__Task to complete__
Rewrite the lines below as a numbered list, dropping the blank lines and leaving out any pictures.

__Image outline annotation data__
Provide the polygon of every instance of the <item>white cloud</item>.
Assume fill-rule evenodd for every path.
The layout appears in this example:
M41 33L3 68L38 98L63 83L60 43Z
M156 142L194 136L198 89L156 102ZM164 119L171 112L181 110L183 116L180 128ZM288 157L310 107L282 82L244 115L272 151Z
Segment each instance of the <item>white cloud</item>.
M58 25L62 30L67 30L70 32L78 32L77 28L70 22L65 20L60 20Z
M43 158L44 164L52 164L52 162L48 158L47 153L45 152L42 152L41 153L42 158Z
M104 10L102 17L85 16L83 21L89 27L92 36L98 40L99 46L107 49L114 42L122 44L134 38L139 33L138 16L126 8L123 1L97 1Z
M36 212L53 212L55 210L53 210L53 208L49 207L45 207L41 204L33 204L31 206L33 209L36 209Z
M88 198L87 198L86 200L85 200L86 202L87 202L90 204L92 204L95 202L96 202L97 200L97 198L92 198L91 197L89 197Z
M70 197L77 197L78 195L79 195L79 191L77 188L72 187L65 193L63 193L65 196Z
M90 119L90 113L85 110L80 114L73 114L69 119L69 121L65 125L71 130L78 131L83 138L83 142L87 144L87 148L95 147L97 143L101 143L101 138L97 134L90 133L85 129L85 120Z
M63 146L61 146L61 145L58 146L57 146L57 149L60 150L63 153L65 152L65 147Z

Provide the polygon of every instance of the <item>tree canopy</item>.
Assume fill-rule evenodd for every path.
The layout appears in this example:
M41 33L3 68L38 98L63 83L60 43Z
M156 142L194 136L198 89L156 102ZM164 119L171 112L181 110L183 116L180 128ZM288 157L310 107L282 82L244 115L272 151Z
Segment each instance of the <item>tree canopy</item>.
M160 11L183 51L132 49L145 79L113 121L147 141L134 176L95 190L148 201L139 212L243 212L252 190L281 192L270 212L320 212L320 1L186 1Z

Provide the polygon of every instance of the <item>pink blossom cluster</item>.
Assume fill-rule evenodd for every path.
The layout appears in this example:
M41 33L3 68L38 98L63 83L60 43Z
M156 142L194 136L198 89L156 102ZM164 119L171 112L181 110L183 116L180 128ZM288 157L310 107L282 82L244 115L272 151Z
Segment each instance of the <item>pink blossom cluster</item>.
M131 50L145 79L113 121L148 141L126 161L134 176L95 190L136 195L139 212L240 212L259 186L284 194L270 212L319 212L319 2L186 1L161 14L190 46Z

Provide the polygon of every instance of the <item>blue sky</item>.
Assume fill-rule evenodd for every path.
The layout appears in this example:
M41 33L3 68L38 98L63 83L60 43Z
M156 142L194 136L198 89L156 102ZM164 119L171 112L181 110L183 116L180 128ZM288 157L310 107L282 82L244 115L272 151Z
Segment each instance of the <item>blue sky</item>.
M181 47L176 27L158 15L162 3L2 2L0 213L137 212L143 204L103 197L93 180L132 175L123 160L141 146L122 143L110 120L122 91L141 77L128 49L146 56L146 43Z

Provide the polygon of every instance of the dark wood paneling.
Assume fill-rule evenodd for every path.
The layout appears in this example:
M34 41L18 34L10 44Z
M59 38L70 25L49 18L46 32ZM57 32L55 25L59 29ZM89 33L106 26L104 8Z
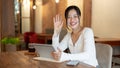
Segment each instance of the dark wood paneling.
M1 24L2 24L2 0L0 0L0 40L1 40ZM1 52L1 42L0 42L0 52Z
M14 0L2 0L2 37L15 35Z
M83 0L83 26L91 27L91 9L92 9L92 0Z
M35 0L30 0L30 31L35 31L35 10L33 9L33 4Z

__Solution for this exercise__
1. Provide the polygon of every instance of the <item>white cloud</item>.
2. Assume fill-rule evenodd for every path.
3. The layout appears in this example:
4. M41 33L3 68L38 98L63 83L60 43Z
5. M156 142L194 136L198 89L156 102ZM164 119L171 112L181 110L183 116L180 128ZM288 157L310 107L282 82L244 115L272 151Z
6. Segment each instance of the <item>white cloud</item>.
7. M58 25L62 30L67 30L70 32L78 32L77 28L70 22L65 20L60 20Z
8. M43 158L44 164L52 164L52 162L48 158L47 153L45 152L42 152L41 153L42 158Z
9. M104 10L102 17L85 16L83 21L89 27L92 36L98 40L99 46L107 49L114 42L122 44L134 38L139 33L138 16L126 8L123 1L97 1Z
10. M36 212L53 212L55 210L53 210L53 208L49 207L45 207L41 204L33 204L31 206L33 209L36 209Z
11. M88 198L87 198L86 200L85 200L86 202L87 202L90 204L92 204L95 202L96 202L97 200L97 198L92 198L91 197L89 197Z
12. M70 197L77 197L78 195L79 195L79 191L77 188L72 187L65 193L63 193L65 196Z
13. M90 119L90 113L85 110L80 114L73 114L69 119L69 121L65 125L71 130L78 131L83 138L83 142L87 144L87 148L95 147L97 143L101 143L101 138L97 134L90 133L85 129L85 120Z
14. M63 146L61 146L61 145L58 146L57 146L57 149L60 150L63 153L65 152L65 147Z
15. Provide the polygon of every instance of the <item>tree canopy</item>.
16. Assume fill-rule evenodd for every path.
17. The layout appears in this example:
18. M41 33L3 68L38 98L63 83L60 43Z
19. M156 142L194 136L198 89L156 102ZM164 119L171 112L181 110L183 116L180 128ZM288 157L310 107L282 82L244 115L272 151Z
20. Segment each instance of the <item>tree canopy</item>.
21. M160 11L183 51L132 49L145 79L113 121L147 141L134 176L95 190L148 201L139 212L243 212L252 190L281 192L270 212L320 212L320 1L186 1Z
22. Provide the polygon of every instance of the <item>pink blossom cluster</item>.
23. Assume fill-rule evenodd for every path.
24. The layout appears in this example:
25. M41 33L3 68L38 98L63 83L60 43Z
26. M156 142L194 136L198 89L156 102ZM164 119L171 112L181 110L183 116L180 128ZM288 157L310 107L282 82L244 115L272 151Z
27. Segment each instance of the <item>pink blossom cluster</item>.
28. M131 50L145 79L113 121L148 141L126 161L134 176L95 190L136 195L139 212L240 212L259 186L284 194L270 212L319 212L319 2L186 1L161 14L190 46Z
29. Provide the polygon of every instance of the <item>blue sky</item>.
30. Assume fill-rule evenodd for every path.
31. The layout appears in this example:
32. M41 33L3 68L38 98L63 83L60 43Z
33. M156 142L194 136L198 89L156 102ZM164 119L171 112L181 110L183 116L180 128ZM288 157L310 107L282 82L244 115L272 151Z
34. Segment each instance of the <item>blue sky</item>.
35. M181 47L176 27L158 15L162 3L2 2L0 213L137 212L143 204L103 197L93 180L132 175L123 160L141 146L122 143L110 120L122 91L141 77L128 49L146 56L146 43Z
36. Provide the polygon of every instance of the dark wood paneling.
37. Assume fill-rule evenodd for every path.
38. The layout appears in this example:
39. M34 41L18 34L10 44Z
40. M59 38L70 25L49 18L46 32ZM57 32L55 25L59 29ZM89 33L106 26L104 8Z
41. Segment each instance of the dark wood paneling.
42. M1 24L2 24L2 0L0 0L0 40L1 40ZM1 52L1 42L0 42L0 52Z
43. M14 0L2 0L2 37L15 35Z
44. M83 0L83 26L91 27L91 9L92 9L92 0Z
45. M35 0L30 0L30 31L35 31L35 10L33 9L33 4Z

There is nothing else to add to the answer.